SELECTED EXTRACT —
The American Supply Association’s commitment to protecting its members’ best interests on the advocacy front was on full display recently in Napa, California where Lily MacKay, of public services consulting firm California Strategies, updated Western Suppliers Association annual meeting attendees on ASA’s legislative efforts in California.
ASA retained Cal Strat last year, and the firm continues to represent the association and our members on critical California issues impacting ASA members’ interests, particularly on those issues that will have significant impact nationally.
“For ASA, our work includes monitoring legislation that would be relevant, especially topics such as lead, clean water, lead pipes, decarbonization, electrification and labeling requirements,” MacKay said. “We provide updates on committee hearings, legislative deadlines, relevant regulatory or agency actions, and also represent ASA at all stakeholder meetings.”

APPLY WHAT YOU READ —
(1) Do these statements agree with the article on ASA's California advocacy? (a) Lily MacKay is with California Strategies. (b) The Western Suppliers Association annual meeting was held in Sacramento. (c) ASA retained Cal Strat this year. For each, answer yes or no and quote the words from the article that decide it.
(2) Can you rewrite the paragraph of the article on ASA's California advocacy that begins "“For ASA, our work includes" as a bulleted list that keeps its main facts?
The items come from a different source than the article on ASA's California advocacy.

SOURCE MATERIAL —
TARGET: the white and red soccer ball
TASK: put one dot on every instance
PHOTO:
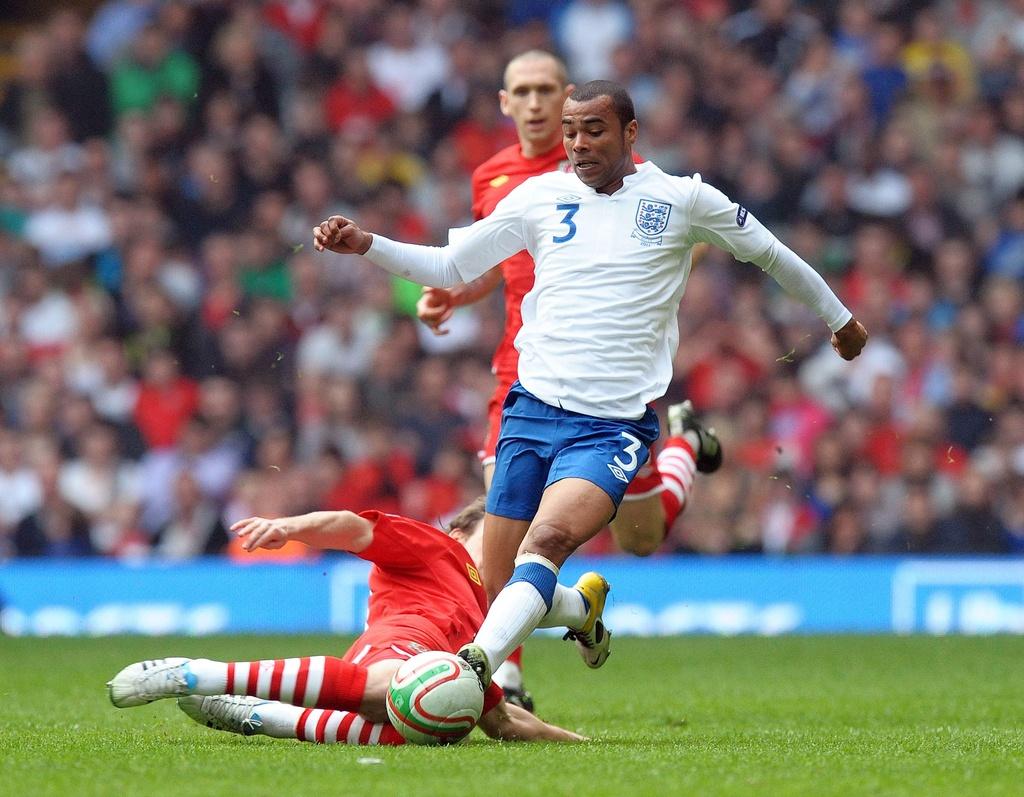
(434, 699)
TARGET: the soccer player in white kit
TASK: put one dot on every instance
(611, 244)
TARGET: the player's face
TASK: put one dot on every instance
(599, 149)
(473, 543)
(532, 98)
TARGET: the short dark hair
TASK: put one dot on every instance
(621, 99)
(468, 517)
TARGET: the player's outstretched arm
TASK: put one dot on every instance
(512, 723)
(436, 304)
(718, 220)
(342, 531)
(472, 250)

* * *

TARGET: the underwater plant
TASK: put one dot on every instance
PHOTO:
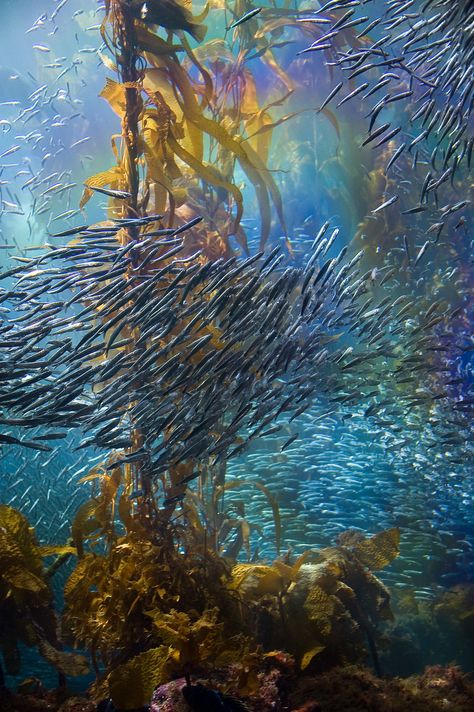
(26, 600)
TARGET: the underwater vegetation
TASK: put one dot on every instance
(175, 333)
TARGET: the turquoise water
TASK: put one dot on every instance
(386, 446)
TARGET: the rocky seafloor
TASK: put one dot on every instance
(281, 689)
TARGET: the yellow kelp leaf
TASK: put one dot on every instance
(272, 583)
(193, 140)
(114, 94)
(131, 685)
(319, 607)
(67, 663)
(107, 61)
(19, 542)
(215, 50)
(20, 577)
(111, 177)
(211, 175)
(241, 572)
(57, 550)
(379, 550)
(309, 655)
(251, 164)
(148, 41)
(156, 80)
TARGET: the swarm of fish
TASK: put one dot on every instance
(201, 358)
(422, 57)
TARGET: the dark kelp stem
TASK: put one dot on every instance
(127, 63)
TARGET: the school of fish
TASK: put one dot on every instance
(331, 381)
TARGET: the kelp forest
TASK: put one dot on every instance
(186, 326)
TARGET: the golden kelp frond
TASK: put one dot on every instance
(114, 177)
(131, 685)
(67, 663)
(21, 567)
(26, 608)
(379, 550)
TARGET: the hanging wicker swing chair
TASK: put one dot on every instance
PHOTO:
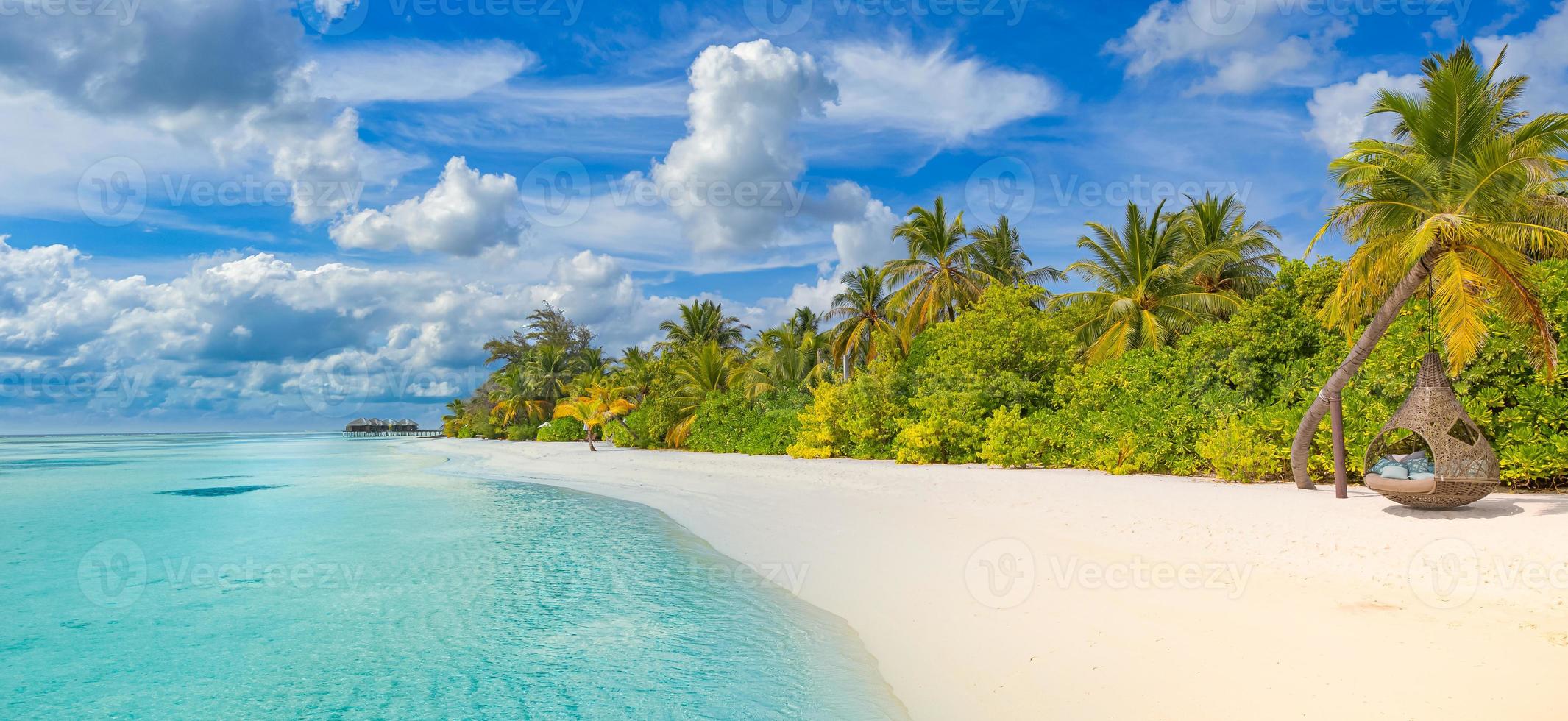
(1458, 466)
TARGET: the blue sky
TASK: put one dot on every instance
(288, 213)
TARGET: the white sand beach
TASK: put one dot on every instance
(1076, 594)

* * *

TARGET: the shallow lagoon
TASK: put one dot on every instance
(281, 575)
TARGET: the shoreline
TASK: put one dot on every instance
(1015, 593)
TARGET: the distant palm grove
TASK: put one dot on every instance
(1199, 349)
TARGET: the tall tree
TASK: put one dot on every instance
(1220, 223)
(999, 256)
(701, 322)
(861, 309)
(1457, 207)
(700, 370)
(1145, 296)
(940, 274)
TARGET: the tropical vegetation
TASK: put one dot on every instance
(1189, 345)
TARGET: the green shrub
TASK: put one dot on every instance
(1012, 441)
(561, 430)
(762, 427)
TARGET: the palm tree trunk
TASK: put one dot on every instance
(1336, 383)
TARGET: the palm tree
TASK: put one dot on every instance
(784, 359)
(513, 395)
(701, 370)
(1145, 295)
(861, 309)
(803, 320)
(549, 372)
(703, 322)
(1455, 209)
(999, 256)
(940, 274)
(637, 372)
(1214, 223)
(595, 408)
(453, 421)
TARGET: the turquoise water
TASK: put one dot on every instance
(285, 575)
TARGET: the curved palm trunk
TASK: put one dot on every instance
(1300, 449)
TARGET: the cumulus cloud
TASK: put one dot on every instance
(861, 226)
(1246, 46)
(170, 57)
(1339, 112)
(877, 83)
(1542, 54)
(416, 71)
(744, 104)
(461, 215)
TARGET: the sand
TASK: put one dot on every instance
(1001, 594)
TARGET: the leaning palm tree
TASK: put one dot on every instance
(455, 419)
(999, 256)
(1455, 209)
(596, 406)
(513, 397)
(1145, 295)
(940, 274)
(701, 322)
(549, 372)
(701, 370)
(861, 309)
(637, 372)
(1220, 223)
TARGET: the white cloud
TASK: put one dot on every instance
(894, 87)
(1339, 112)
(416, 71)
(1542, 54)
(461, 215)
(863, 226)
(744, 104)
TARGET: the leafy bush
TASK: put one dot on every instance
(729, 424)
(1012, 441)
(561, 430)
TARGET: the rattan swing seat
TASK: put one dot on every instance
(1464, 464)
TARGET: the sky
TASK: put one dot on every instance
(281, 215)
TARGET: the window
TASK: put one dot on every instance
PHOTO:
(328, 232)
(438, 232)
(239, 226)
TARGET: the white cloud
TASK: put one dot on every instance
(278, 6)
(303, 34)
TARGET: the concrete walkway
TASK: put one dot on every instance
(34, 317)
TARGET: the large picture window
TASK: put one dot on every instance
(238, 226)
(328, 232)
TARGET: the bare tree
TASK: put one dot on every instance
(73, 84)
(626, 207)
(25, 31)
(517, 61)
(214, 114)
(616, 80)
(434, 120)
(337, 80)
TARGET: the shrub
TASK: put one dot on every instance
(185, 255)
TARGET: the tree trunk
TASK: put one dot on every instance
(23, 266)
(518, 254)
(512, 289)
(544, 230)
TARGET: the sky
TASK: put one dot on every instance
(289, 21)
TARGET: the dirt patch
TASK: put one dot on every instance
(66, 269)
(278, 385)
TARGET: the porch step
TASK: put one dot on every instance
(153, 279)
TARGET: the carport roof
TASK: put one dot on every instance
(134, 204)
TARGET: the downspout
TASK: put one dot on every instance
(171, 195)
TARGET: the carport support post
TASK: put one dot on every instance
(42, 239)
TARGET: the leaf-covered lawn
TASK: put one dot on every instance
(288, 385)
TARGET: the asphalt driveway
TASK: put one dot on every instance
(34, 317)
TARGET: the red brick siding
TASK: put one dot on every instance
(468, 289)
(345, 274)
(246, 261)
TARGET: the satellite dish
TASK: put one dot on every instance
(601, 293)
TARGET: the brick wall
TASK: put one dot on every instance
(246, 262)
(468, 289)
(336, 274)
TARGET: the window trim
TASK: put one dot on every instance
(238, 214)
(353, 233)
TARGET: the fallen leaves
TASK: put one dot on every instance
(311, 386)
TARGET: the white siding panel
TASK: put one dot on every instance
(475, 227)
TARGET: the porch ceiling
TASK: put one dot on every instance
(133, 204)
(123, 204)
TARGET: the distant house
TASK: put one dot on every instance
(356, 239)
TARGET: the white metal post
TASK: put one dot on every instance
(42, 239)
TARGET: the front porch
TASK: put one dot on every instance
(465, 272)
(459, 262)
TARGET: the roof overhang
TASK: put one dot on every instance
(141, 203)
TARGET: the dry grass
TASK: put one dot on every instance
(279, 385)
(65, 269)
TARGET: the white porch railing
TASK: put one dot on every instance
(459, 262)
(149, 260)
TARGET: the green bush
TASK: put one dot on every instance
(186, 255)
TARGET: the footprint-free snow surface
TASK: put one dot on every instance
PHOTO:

RESPONSES TO THE EXERCISE —
(1)
(a) Yes: "Lily MacKay, of public services consulting firm California Strategies"
(b) No: "recently in Napa, California"
(c) No: "ASA retained Cal Strat last year"

(2)
MacKay described Cal Strat's work for ASA:
- Monitoring relevant legislation, especially on lead, clean water, lead pipes, decarbonization, electrification and labeling requirements
- Providing updates on committee hearings, legislative deadlines, and relevant regulatory or agency actions
- Representing ASA at all stakeholder meetings